* Start INFORMATION SHOWN *

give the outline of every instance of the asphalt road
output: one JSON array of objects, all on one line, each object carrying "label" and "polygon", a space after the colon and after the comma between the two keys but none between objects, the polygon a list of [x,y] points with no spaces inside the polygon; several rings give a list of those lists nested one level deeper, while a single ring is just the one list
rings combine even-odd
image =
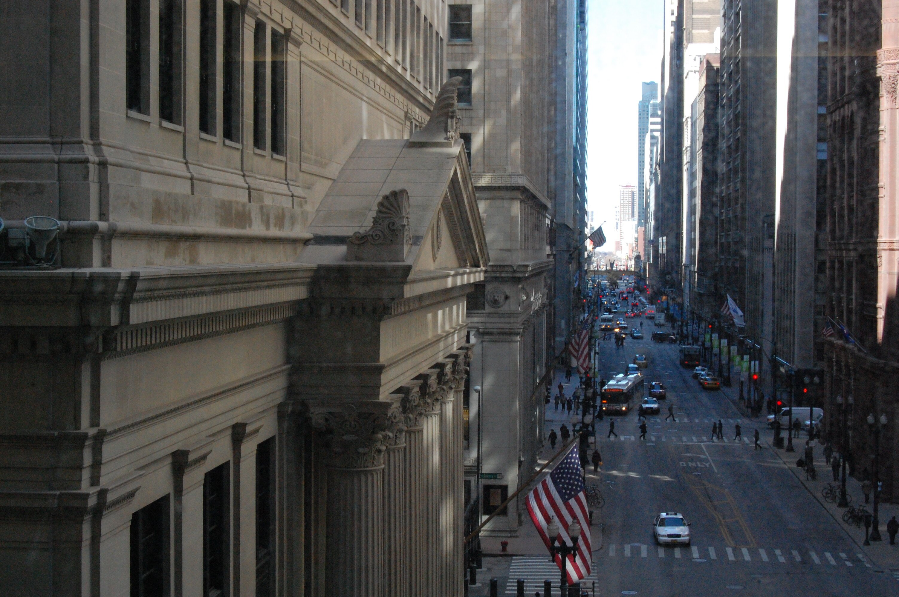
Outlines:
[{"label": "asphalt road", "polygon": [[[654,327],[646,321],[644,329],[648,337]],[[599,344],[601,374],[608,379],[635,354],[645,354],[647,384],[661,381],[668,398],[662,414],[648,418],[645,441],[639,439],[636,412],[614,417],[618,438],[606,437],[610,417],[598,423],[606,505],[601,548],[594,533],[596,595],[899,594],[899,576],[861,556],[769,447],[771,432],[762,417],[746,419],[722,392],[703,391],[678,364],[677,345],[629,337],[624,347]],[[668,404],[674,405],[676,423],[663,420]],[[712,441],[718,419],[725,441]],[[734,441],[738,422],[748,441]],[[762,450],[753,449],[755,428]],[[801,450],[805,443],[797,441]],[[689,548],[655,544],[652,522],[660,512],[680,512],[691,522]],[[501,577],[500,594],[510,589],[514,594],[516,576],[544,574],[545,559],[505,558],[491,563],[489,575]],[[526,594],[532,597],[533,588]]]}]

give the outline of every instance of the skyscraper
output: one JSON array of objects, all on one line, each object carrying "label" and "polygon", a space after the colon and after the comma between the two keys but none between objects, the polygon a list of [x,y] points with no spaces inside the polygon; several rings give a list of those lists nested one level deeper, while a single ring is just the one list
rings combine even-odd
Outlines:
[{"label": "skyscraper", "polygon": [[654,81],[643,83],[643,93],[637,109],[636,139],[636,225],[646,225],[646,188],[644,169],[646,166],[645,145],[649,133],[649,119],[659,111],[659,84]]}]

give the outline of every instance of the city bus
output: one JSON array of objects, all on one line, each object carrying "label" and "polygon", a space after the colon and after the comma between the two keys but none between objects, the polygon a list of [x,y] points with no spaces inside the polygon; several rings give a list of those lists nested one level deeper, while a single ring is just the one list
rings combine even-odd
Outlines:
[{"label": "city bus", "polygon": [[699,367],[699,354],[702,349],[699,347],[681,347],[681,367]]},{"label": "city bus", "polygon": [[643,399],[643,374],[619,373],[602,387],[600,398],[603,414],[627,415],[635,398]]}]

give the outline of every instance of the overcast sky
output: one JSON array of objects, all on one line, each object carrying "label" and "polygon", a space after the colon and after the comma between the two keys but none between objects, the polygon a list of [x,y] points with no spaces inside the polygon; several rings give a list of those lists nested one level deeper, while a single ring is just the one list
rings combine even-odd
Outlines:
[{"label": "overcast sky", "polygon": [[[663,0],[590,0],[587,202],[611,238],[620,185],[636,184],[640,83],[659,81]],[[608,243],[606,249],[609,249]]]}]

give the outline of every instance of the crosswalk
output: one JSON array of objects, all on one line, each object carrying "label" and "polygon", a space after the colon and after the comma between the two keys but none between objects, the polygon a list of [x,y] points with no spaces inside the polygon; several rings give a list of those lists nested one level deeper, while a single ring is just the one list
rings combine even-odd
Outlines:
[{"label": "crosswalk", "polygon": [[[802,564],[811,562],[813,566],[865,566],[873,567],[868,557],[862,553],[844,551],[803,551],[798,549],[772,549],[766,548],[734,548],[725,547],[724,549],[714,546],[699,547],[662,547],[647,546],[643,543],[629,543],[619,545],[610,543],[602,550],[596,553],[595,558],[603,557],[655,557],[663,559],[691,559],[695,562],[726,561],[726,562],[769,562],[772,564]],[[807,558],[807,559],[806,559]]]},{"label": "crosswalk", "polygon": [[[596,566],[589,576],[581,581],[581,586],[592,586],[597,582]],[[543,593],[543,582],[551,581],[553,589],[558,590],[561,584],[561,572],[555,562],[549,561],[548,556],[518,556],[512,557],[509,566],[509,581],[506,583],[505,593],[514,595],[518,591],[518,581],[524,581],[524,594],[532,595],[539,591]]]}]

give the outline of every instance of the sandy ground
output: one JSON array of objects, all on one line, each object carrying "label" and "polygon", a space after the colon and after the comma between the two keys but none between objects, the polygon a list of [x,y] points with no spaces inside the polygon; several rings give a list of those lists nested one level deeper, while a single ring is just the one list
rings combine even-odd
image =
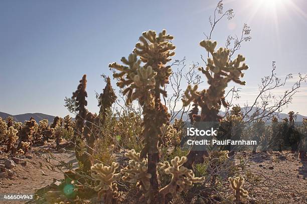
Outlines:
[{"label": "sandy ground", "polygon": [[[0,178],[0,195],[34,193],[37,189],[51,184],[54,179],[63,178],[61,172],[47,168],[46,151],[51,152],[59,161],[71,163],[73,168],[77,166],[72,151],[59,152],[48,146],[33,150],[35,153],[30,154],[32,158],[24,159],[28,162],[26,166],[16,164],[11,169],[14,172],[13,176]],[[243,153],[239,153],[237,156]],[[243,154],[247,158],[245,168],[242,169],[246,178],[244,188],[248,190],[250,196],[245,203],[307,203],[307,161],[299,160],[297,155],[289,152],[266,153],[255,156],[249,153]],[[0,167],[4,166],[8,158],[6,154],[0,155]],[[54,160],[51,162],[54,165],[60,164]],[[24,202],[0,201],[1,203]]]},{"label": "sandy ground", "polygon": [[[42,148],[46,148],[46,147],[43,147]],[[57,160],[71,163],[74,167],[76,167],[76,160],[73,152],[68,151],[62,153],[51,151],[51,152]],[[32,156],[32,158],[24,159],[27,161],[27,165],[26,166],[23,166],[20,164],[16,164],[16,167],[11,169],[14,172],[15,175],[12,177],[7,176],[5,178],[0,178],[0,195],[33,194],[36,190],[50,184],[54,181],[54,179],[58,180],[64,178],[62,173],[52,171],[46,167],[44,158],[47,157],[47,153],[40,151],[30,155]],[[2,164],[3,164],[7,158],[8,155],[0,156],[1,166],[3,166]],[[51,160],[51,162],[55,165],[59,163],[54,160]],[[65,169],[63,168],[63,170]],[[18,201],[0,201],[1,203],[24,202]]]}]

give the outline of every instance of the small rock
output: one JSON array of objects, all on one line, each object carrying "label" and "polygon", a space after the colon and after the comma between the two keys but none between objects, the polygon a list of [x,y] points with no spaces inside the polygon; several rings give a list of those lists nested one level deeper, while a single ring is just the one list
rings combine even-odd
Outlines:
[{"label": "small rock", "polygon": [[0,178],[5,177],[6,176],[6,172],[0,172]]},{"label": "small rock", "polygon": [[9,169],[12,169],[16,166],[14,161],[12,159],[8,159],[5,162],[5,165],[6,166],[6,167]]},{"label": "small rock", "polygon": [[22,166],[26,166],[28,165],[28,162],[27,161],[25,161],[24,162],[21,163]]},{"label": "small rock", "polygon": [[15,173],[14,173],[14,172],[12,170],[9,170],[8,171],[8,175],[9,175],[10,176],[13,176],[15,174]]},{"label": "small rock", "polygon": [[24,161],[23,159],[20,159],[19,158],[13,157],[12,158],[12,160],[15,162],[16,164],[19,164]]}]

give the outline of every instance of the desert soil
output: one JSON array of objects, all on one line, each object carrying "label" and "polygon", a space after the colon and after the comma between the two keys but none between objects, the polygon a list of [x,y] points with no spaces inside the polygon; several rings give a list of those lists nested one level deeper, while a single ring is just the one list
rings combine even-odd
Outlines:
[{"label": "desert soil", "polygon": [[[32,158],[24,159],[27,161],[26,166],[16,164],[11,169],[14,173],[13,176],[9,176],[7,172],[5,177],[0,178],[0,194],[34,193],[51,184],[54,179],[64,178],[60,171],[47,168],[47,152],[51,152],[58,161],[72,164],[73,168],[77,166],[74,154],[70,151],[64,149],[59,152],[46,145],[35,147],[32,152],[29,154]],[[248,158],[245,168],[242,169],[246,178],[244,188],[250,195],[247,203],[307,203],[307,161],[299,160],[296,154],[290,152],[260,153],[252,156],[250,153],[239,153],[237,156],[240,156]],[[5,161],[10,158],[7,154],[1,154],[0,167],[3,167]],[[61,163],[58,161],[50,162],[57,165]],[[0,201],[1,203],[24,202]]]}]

* End INFORMATION SHOWN *

▸ WRITTEN EXERCISE
Copy out the entries above verbatim, beginning at the line that contains "give the outline of every instance of the desert" and continuing through the last line of the entries.

▸ FINAL ANSWER
give the outline of every instance of the desert soil
output: one JSON array of objects, all on one line, each object carrying "label" and "polygon", a space after the colon and after the comma between the two keys but none between objects, the polygon a list of [x,y] points with no spaces inside the polygon; several rings give a list of those lists nested one level deeper, while a single ring is just the one list
rings combine even-odd
Outlines:
[{"label": "desert soil", "polygon": [[[32,158],[24,159],[27,161],[26,166],[16,164],[11,169],[14,173],[13,176],[9,176],[7,172],[5,177],[0,178],[0,194],[34,193],[51,184],[54,179],[64,178],[60,171],[47,168],[47,152],[51,152],[58,161],[72,164],[73,168],[77,166],[74,154],[70,151],[64,149],[59,152],[46,145],[35,147],[32,152],[29,154]],[[248,158],[245,168],[242,169],[246,178],[244,188],[250,195],[247,203],[307,203],[307,161],[299,160],[296,154],[290,152],[260,153],[252,156],[250,153],[239,153],[237,156],[240,156]],[[5,161],[10,158],[7,154],[1,154],[0,167],[3,167]],[[61,163],[58,161],[50,162],[57,165]],[[0,201],[1,203],[24,202]]]}]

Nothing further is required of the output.